■ **TO DO**
Return each line in the items below that contains the word "grass", copied in full.

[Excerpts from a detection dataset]
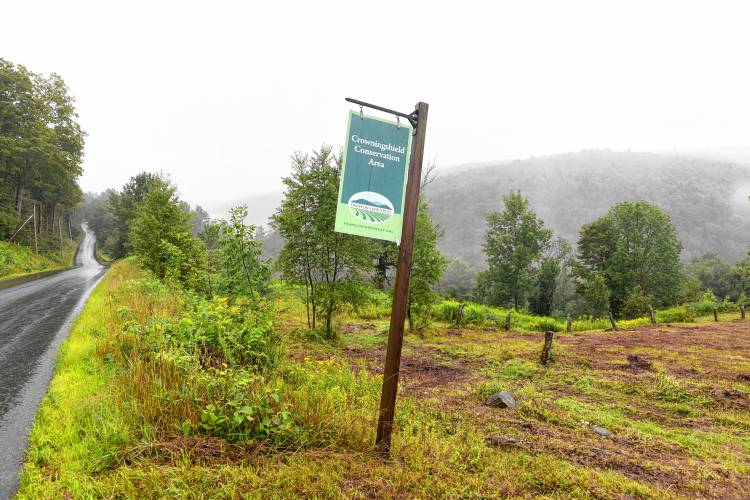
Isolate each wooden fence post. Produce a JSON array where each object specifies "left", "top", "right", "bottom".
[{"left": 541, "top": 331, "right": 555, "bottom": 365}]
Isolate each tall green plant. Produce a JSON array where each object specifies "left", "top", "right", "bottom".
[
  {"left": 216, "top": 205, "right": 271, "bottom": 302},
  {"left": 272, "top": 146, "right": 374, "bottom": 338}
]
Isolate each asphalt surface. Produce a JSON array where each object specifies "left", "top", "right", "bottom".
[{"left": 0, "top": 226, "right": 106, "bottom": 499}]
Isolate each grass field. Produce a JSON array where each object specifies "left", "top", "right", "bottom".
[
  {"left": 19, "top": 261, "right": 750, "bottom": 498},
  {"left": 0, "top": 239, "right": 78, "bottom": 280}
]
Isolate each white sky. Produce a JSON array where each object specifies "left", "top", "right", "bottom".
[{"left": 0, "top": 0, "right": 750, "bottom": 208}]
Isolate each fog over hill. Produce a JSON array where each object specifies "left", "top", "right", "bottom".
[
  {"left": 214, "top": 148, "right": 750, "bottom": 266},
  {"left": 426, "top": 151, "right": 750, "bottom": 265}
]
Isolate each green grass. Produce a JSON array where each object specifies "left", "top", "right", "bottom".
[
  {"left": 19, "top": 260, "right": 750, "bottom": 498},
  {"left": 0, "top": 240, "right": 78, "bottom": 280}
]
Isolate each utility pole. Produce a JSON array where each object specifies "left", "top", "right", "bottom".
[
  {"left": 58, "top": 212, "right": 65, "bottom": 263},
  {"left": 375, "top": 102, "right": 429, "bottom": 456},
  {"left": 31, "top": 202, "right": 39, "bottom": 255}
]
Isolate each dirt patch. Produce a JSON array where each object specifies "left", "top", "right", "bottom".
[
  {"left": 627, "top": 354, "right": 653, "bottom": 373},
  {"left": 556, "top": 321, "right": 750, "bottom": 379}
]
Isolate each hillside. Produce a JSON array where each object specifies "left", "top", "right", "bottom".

■ **COMPLETE OUTPUT**
Isolate each grass field. Produce a JSON array where each object specifies "left", "top", "right", "bottom".
Isolate each green grass. Produce a JSON array where each object specifies "left", "top", "right", "bottom".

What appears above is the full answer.